> _What you should do_: Convert the lines from the one containing "In every <instance>" up to and including the one containing "box: [94, 236, 314, 363]" into a Markdown table with the columns Row and Line, numbering each line and omitting blank lines.

> _Excerpted data_:
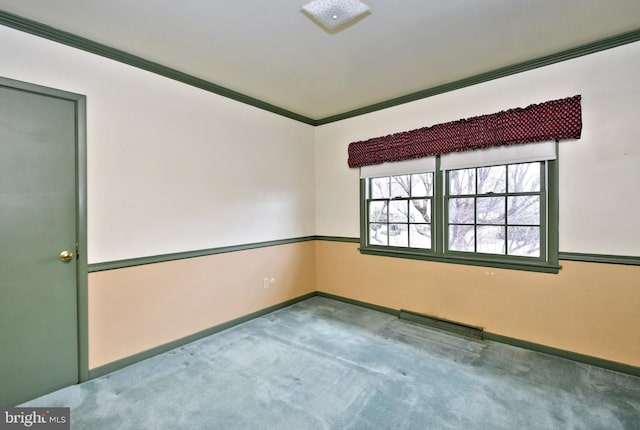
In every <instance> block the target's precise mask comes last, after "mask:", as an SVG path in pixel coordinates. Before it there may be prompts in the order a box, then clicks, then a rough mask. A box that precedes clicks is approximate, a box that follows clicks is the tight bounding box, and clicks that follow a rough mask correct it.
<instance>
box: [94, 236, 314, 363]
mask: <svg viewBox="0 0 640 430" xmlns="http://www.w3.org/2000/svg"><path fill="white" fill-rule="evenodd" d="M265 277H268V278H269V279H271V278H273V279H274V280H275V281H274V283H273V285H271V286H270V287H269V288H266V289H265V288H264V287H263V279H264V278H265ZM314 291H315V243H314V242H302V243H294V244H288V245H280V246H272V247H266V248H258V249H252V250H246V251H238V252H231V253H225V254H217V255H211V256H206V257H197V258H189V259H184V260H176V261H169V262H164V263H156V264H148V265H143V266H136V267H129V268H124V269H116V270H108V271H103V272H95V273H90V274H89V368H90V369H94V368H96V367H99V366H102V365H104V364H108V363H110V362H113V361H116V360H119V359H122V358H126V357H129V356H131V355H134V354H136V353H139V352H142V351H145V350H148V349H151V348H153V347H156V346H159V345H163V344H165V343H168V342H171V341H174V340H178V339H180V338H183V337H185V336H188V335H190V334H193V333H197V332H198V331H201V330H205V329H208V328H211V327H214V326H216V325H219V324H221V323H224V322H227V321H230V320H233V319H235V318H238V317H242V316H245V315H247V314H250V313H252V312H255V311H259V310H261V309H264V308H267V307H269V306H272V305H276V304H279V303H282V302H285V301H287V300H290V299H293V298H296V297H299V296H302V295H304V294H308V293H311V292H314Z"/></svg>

* * *

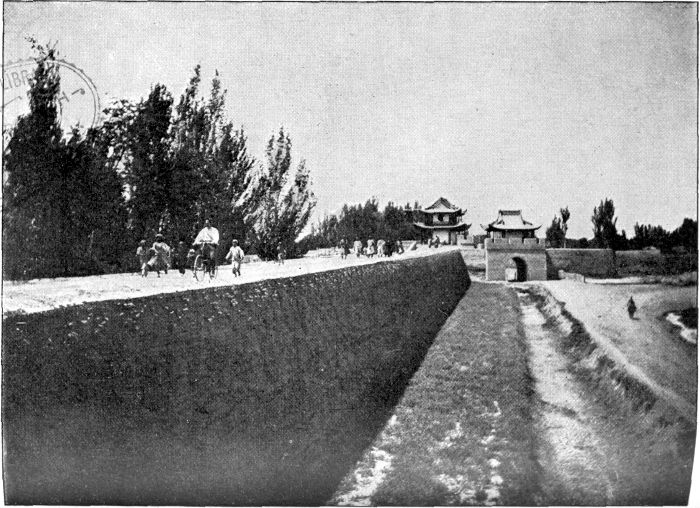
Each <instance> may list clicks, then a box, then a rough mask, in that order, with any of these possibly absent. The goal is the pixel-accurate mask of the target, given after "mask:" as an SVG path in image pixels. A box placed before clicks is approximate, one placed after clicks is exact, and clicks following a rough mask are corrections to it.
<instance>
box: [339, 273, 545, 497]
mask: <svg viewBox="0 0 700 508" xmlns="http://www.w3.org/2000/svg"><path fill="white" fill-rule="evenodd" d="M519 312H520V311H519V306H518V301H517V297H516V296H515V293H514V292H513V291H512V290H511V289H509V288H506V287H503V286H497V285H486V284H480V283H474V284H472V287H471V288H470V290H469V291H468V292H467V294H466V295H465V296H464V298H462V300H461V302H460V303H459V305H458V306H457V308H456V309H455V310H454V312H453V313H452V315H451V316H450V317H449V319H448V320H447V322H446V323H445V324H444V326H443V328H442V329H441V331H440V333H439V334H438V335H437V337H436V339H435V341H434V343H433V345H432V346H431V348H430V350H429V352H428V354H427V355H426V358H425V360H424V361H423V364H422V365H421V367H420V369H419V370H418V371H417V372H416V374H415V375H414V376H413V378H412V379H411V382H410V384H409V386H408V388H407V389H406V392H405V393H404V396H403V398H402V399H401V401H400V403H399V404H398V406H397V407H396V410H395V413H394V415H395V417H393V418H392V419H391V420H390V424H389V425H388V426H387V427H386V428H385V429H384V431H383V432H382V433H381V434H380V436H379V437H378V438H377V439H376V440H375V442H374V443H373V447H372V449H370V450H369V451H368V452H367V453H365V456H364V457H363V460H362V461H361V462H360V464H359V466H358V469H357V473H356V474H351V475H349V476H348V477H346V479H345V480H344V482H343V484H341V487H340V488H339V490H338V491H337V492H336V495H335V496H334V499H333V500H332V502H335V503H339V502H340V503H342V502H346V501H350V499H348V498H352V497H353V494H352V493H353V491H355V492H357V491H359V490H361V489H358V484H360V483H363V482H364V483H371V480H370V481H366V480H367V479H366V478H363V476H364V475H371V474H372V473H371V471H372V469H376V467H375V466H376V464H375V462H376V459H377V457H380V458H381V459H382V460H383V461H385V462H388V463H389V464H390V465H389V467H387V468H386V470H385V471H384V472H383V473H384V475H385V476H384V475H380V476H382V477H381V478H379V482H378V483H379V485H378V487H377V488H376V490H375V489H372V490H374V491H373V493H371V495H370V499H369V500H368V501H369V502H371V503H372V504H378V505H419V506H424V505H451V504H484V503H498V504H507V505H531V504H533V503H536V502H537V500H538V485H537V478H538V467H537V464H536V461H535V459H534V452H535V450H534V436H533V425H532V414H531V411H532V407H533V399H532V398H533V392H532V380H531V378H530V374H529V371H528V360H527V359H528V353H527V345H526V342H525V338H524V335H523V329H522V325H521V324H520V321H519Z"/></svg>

> _Result_:
| Row | Line |
|---|---|
| 1 | In every <instance> block the target's precise mask comes last, after "mask:", as an SVG path in pixel coordinates. Before it there may be prompts in the order a box, then clicks, then a rough mask. A box that precedes clicks is approximate, a box that follows clicks is the tight bounding box, and clicks that follow a rough mask correct it. |
| 2 | <instance> |
| 3 | box: [94, 236, 314, 363] |